● **Texto citado**
>>>>>

Walking on the moon

Walking on the moon

domingo, 15 de febrero de 2015

El otro día pasó una cosa extraña - parte 5ª

Día 4º. En la terraza de la guest house en el norte. 10.50h.

Después de la Ciudad, esto tiene que ser el paraíso. La noche ha sido infinita. El viaje en bus, una aventura de supervivencia contra el frío.

Puntual a la cita, me había unido a decenas de otros viajeros quienes, como yo, deseaban escaparse de esas  garras incrustadas de cemento y hierro. Algunos iban al sur en búsqueda de playas de fina arena y mar cristalino (la gran mayoría) y otros hacia el norte. He intercambiado algunas palabras con una joven madre francesa y su hija de cuatro años. Van al sur, ellos, donde podrán disfrutar del aire marino y de las playas interminables. «¡Eh, ya no viajamos low cost como antes!» se queja melancólicamente la madre recordando la primera vez que, años atrás, había pisado aquel mismo suelo tropical. El comentario no me convence por completo porque estoy segura de que, con los años, nos vamos ablandando y un hotel con una cómoda cama sustituye de buena gana la fina colchoneta de camping. Pero, después de todo, es simpática esta ex - new -hippie parisina, una de tantas de su nacionalidad que he podido reconocer por el idioma desde mi llegada. Los franceses aman estos lugares, esta porción de mundo donde aún quedan rincones que se consideran  «auténticos» (y baratos), sencillamente porque todavía no han acabado de masificarse (y quizás también por una inconsciente herencia colonial todavía palpable en las relaciones entre los países que fueron Indochina). Y, efectivamente, se encuentran lugares de ensueño, donde residir un mes equivale en términos económicos a pasar tres días en Nueva York. También nos gusta esta vuelta atrás en el tiempo, una inmersión en culturas menos «ordenadas» que las nuestras.  Lo que vemos menos (o que no nos gusta mucho ver) es que sí estamos contribuyendo largamente a demoler costumbres y tradiciones, poco a poco, con nuestros paquetes all inclusive, nuestro safaris con elefantes en la selva, nuestra comida envasada, nuestra demanda de resort exóticos y masajes baratos. Todos estos lugares que estamos nuevamente colonizando se acaban pareciendo. Cuando seremos muchos en un país, iremos a otro, para exprimirlo hasta que sea igual al anterior. Empiezo a entender la poca amabilidad de la Ciudad y de sus ciudadanos. Los turistas (o viajeros, como a algunos le gusta precisar, no sin cierta arrogancia) somos como termitas y los locales nos ven a todos iguales: fuente de ganancia y fuente de destrucción a la vez. Amor y odio. Y esto es así en cualquier latitud.

<<<<<

● **Datos proporcionados**
>>>>>

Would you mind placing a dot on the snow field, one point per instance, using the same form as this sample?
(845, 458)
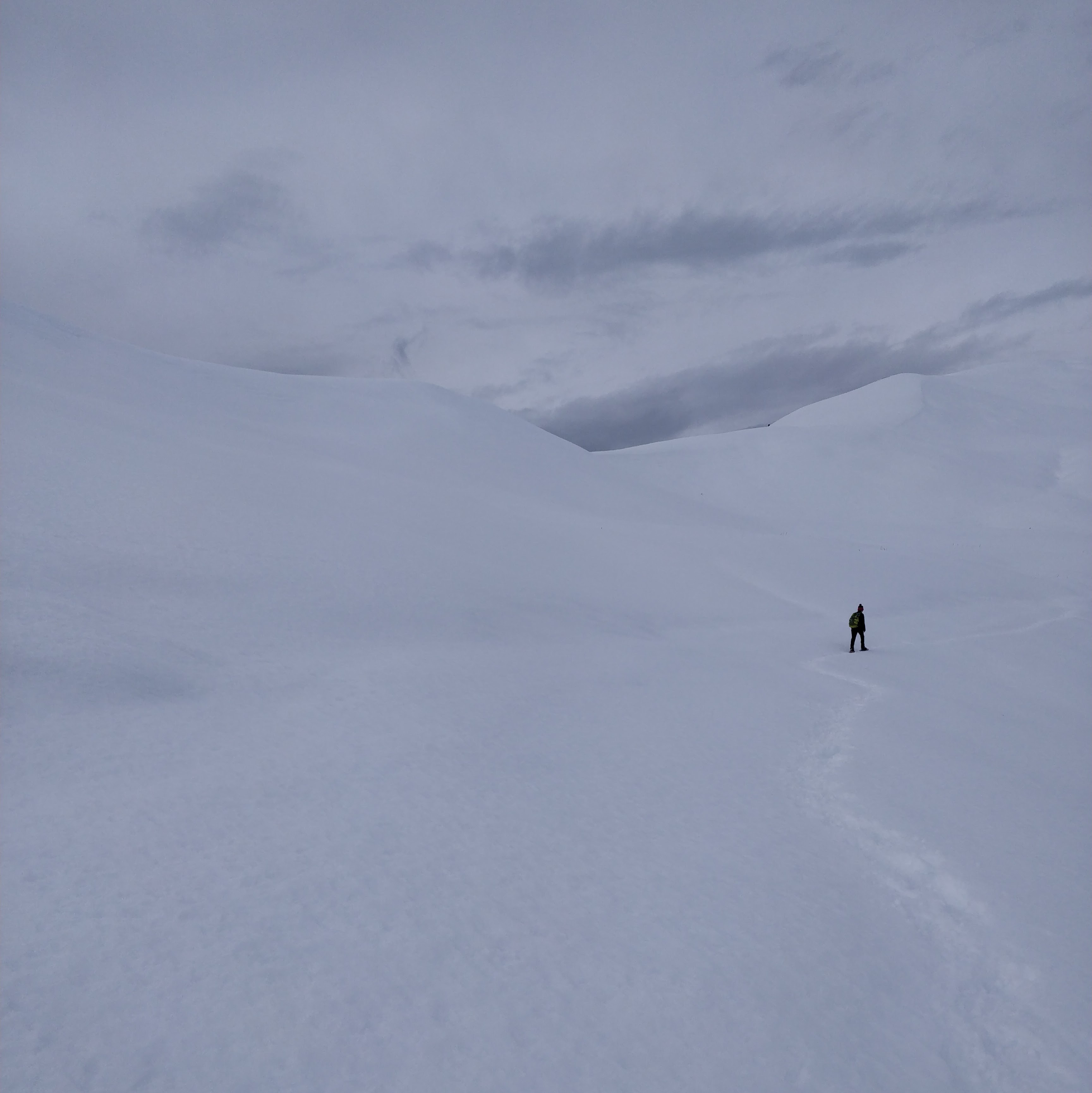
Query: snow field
(362, 737)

<<<<<

● **Instrucciones**
(1) Reescribe como una lista breve el párrafo del relato de viaje que comienza con «Puntual a la cita» y conserva sus datos principales.
(2) Prosigue el relato de viaje a partir de su última frase con uno o dos párrafos nuevos.

● **Resultados por tarea**
(1)
- Decenas de viajeros salieron en bus huyendo de la ciudad. La mayoría iba al sur, en busca de playas, y otros iban hacia el norte.
- Durante el viaje hubo una breve charla con una joven madre francesa y su hija de cuatro años, que iban al sur.
- La madre lamentó que ya no viajan low cost como antes. El relato lo atribuye a que, con los años, se prefiere un hotel cómodo a la colchoneta de camping.
- Los franceses, muy numerosos allí, aman estos lugares porque se consideran «auténticos» y baratos y aún no están masificados. Quizás influye también una herencia colonial de la antigua Indochina.
- Vivir allí un mes cuesta lo mismo que pasar tres días en Nueva York.
- El turismo va demoliendo costumbres y tradiciones con los paquetes all inclusive, los safaris con elefantes, la comida envasada, los resorts exóticos y los masajes baratos. Así, todos los lugares acaban pareciéndose.
- Cuando un país se llena de turistas, estos pasan a otro para exprimirlo hasta que se parezca al anterior.
- Eso explica la poca amabilidad de la ciudad. Los locales ven a los turistas como termitas, fuente de ganancia y de destrucción a la vez: una relación de amor y odio que se da en cualquier latitud.

(2)
La joven mujer se despide con un típico augurio del mochilero nostálgico, o sea me da la bendición de poder conocer a mucha gente en el camino.  Efectivamente esto es algo que muchos me han dicho antes de emprender este viaje. Partiendo sola, seguramente conoceré a muchas personas. Ya. Lástima que en realidad no me interesa lo más mínimo conocer a gente en este viaje. Precisamente he decidido viajar sola para no tener que hablar mucho, no más de lo necesario para sobrevivir y para obtener informaciones útiles. La vida que conduzco normalmente me obliga a relacionarme con los demás en una ciudad frenética y neurótica, por eso no deseo muchos contactos humanos, de momento.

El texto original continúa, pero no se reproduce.